Stated goal -> Print out the entries below word for word, from the line containing "For each instance of the arched" down through the final line, including both.
BEGIN Material provided
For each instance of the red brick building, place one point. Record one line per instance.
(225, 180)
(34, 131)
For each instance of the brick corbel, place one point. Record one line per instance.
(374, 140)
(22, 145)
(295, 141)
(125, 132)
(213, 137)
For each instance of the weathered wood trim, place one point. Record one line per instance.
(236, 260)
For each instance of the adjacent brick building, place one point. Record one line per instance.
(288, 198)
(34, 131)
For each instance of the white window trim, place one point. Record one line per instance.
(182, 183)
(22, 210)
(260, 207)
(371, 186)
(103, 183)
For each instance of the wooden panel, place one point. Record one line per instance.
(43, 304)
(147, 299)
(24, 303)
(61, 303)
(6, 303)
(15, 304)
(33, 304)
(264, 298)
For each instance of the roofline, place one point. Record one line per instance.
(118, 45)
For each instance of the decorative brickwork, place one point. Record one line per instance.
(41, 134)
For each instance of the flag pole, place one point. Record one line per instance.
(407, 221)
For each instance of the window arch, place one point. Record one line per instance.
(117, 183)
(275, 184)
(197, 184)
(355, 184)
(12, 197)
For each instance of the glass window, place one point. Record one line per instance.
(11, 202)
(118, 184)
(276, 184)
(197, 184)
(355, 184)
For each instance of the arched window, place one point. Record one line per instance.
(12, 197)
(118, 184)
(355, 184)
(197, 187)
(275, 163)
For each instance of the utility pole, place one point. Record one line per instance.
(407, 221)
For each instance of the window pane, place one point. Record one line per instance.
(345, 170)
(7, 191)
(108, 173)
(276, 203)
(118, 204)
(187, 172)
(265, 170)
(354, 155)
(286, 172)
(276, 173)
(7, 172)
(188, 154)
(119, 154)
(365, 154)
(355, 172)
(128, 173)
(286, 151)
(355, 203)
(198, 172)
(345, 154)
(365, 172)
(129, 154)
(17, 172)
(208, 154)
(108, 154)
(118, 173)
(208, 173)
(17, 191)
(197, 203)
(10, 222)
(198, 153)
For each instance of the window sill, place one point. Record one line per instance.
END Material provided
Worked solution ->
For each instance of the arched window, place one point. Record one line per instance.
(12, 197)
(118, 184)
(355, 184)
(197, 187)
(275, 163)
For each instance of the utility pole, place one point. Record one line per instance.
(407, 221)
For each instance of the window pane, place one point. Record one line per instance.
(345, 170)
(7, 191)
(108, 173)
(276, 203)
(118, 204)
(187, 172)
(265, 170)
(354, 155)
(286, 172)
(276, 173)
(7, 172)
(188, 154)
(119, 154)
(365, 154)
(355, 172)
(128, 173)
(286, 151)
(355, 203)
(198, 172)
(345, 154)
(365, 172)
(129, 154)
(17, 172)
(208, 154)
(108, 154)
(118, 173)
(208, 173)
(17, 191)
(197, 203)
(10, 222)
(198, 153)
For each instance of the window sill, place one point. Record one line per instance.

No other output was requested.